Exercise data:
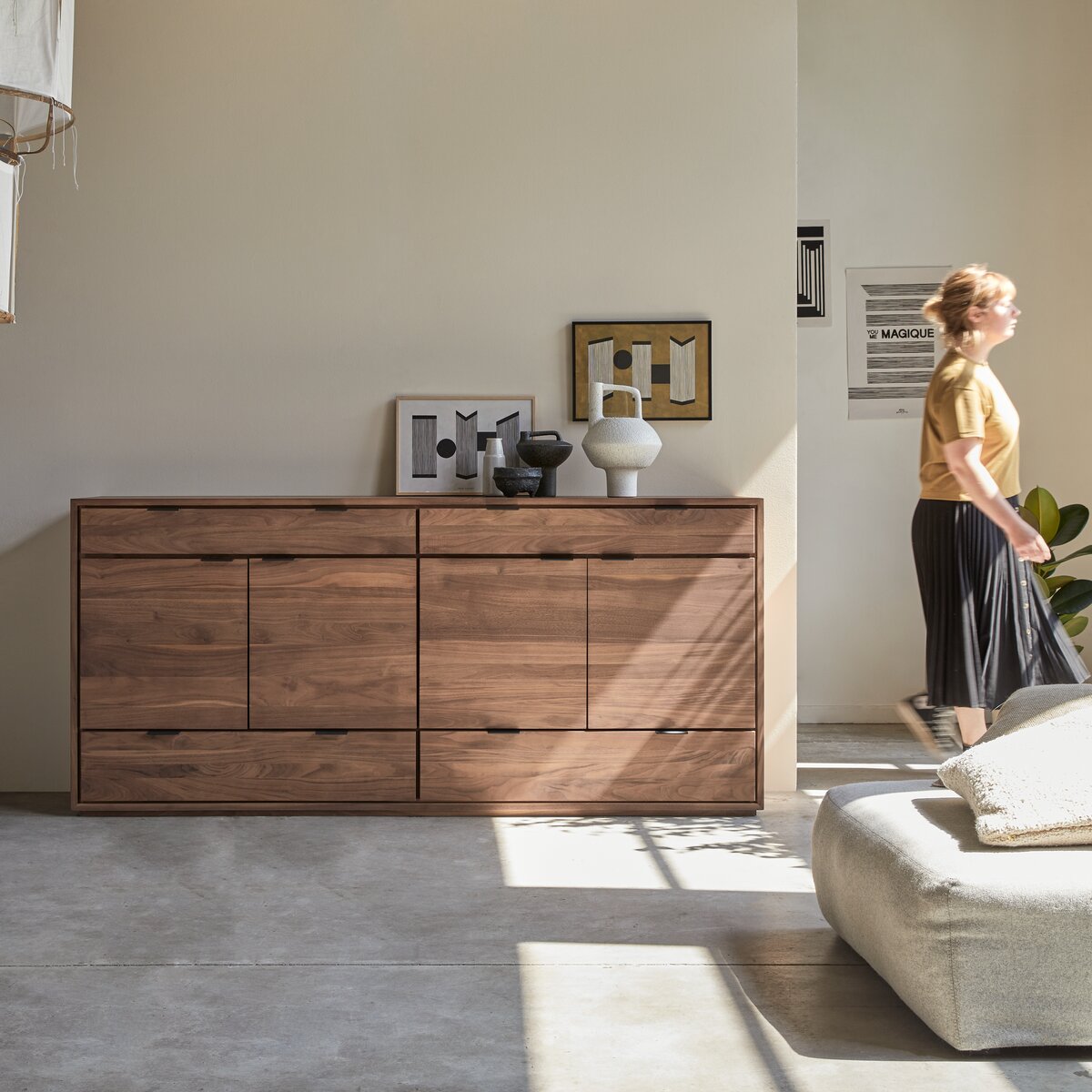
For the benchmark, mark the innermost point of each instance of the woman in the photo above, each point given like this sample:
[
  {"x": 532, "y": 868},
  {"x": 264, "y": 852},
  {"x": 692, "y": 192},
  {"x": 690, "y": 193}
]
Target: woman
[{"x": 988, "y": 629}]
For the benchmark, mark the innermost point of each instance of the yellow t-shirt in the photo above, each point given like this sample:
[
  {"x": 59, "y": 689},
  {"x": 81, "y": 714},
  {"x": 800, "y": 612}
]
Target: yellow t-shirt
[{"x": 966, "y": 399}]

Set exercise:
Convert the lines above into a Markdown table with two columns, Row and Content, giving each nonblank line its own numbered row. Omit blank lines and leave the pictures out of the table.

Reply:
| Row | Content |
|---|---|
| 1 | For the benchmark, mark the innermost point of each instance of the woman in the photo above, each point given like this sample: |
| 2 | [ |
| 3 |   {"x": 532, "y": 868}, |
| 4 |   {"x": 264, "y": 852}, |
| 5 |   {"x": 692, "y": 192}, |
| 6 |   {"x": 690, "y": 193} |
| 7 | ] |
| 8 | Target: woman |
| 9 | [{"x": 988, "y": 629}] |
| 10 | For the benchmark, mark the innermost point of each instance of the yellow t-shirt in the photo above, each point given like this sample: |
| 11 | [ |
| 12 |   {"x": 59, "y": 689}, |
| 13 |   {"x": 81, "y": 714}, |
| 14 |   {"x": 800, "y": 612} |
| 15 | ] |
| 16 | Target: yellow t-shirt |
| 17 | [{"x": 966, "y": 399}] |